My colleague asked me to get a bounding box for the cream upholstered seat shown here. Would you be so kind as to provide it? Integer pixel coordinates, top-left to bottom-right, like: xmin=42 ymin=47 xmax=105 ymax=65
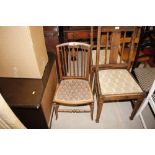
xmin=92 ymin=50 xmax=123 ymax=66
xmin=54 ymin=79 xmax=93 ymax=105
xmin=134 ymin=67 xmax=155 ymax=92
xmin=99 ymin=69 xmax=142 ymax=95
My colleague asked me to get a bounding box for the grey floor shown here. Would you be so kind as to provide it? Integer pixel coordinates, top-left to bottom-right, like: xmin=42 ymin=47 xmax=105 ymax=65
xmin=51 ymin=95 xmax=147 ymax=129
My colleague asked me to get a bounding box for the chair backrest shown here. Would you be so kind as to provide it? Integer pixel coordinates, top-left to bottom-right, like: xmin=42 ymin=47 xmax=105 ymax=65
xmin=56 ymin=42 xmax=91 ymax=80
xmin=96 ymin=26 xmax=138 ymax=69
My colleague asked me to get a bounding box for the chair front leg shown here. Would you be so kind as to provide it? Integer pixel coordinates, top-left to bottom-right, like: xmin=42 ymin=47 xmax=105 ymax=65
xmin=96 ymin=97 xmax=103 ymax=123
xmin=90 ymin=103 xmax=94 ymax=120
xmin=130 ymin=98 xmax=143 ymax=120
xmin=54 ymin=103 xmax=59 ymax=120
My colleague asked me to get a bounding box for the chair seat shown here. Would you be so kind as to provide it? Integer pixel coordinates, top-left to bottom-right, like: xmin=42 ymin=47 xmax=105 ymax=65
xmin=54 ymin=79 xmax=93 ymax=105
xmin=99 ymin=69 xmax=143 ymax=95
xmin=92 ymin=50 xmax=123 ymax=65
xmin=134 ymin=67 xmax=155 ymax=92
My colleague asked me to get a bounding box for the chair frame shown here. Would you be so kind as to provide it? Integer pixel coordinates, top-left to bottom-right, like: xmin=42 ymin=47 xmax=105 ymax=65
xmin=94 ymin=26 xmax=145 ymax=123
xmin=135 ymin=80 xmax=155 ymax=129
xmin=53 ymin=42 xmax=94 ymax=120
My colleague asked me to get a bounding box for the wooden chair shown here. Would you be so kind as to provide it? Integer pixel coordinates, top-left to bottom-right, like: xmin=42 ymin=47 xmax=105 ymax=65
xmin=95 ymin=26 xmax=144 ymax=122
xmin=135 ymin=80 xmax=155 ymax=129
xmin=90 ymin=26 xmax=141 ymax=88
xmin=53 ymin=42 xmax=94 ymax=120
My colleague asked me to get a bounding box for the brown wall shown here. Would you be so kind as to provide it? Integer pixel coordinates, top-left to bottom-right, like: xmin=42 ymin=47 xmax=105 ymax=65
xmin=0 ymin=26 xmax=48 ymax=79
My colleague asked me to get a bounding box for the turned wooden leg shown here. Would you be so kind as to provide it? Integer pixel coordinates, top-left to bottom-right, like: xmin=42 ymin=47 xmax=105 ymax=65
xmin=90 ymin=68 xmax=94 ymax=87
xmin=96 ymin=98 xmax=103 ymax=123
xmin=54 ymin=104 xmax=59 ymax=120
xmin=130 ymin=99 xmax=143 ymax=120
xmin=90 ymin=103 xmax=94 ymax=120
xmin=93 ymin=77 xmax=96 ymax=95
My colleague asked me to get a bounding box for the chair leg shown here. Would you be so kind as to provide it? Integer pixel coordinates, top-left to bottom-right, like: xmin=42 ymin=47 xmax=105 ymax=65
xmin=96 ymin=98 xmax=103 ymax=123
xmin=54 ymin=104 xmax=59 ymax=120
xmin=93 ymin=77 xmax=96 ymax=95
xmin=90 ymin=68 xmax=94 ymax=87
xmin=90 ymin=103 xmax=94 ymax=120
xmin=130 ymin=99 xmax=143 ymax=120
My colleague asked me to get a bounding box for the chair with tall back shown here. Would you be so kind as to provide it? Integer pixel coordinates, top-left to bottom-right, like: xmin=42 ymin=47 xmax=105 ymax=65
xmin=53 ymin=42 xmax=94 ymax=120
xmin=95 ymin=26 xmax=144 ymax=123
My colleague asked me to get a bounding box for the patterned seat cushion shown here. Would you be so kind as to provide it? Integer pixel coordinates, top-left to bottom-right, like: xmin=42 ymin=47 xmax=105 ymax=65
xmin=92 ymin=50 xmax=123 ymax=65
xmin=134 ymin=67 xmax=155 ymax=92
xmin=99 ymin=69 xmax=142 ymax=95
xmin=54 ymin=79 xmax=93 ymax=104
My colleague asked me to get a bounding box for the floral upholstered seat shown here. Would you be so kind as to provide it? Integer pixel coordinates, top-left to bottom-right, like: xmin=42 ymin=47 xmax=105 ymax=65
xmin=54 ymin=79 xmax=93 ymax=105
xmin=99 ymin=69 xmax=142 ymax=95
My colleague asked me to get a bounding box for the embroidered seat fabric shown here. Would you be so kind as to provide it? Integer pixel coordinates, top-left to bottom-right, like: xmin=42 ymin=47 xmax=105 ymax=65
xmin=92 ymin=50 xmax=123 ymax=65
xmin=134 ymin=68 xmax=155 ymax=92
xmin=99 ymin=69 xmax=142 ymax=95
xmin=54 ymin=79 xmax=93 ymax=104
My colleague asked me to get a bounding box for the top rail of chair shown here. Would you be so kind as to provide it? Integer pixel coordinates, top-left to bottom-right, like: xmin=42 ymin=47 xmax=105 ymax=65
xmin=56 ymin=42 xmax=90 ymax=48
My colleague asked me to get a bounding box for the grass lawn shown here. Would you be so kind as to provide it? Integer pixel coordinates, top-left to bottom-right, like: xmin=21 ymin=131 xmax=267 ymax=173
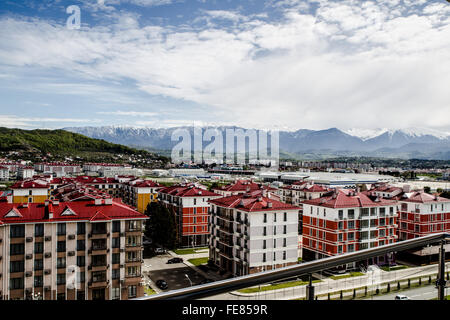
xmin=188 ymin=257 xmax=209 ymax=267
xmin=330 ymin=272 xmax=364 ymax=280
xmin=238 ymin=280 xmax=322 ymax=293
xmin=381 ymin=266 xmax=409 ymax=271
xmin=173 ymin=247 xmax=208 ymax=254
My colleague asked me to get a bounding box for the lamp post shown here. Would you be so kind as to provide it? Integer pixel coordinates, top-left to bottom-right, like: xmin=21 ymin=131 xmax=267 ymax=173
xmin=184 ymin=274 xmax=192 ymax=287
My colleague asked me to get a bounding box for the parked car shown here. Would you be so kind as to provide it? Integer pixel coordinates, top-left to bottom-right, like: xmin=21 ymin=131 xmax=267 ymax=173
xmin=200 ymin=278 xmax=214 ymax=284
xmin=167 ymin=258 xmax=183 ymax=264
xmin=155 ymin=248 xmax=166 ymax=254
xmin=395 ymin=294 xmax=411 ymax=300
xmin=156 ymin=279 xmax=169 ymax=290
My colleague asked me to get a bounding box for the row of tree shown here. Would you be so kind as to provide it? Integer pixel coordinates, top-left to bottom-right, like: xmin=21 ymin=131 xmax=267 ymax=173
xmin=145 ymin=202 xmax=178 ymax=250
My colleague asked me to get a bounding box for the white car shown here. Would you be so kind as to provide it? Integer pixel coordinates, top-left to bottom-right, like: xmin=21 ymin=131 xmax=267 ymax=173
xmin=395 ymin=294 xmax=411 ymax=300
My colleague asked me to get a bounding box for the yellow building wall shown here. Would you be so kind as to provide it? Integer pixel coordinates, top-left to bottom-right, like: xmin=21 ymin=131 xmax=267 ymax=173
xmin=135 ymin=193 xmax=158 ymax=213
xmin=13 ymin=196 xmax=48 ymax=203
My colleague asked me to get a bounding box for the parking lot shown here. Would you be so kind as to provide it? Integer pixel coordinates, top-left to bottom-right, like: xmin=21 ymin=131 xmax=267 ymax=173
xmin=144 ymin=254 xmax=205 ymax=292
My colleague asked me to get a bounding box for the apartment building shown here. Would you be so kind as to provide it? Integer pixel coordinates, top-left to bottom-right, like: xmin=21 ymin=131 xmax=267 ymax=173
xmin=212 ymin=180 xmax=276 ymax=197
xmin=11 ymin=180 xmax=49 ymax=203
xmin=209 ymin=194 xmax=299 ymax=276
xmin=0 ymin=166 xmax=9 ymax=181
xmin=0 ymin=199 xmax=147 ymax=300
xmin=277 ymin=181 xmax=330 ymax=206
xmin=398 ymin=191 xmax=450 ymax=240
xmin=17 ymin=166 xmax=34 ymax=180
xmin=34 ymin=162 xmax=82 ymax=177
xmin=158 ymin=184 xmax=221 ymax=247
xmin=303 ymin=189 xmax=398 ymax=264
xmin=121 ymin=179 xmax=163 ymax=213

———

▸ **DIRECTIONS**: Put the lines above into a Markdown table with the columns "Row" and "Line", from the line containing "for the parking" up to and including the final line. Leave out any blank lines.

▸ **RESPONSE**:
| Row | Line |
|---|---|
| 1 | My colleague asked me to get a bounding box for the parking lot shown here. Would you be so kind as to provide it? Integer pixel coordinates, top-left to bottom-right, like: xmin=21 ymin=131 xmax=267 ymax=173 |
| 2 | xmin=144 ymin=254 xmax=205 ymax=292 |
| 3 | My colleague asked me to get a bounding box for the apartment building shown here. Would you be so kind as to provide it? Integer pixel coordinates, top-left to bottom-right, like: xmin=21 ymin=131 xmax=267 ymax=173 |
| 4 | xmin=212 ymin=180 xmax=276 ymax=197 |
| 5 | xmin=11 ymin=180 xmax=49 ymax=203 |
| 6 | xmin=209 ymin=194 xmax=299 ymax=276 |
| 7 | xmin=0 ymin=166 xmax=9 ymax=181 |
| 8 | xmin=0 ymin=199 xmax=147 ymax=300 |
| 9 | xmin=277 ymin=181 xmax=330 ymax=206 |
| 10 | xmin=398 ymin=191 xmax=450 ymax=240 |
| 11 | xmin=17 ymin=166 xmax=34 ymax=180 |
| 12 | xmin=34 ymin=162 xmax=82 ymax=177 |
| 13 | xmin=158 ymin=184 xmax=221 ymax=247 |
| 14 | xmin=303 ymin=189 xmax=398 ymax=264 |
| 15 | xmin=121 ymin=179 xmax=163 ymax=213 |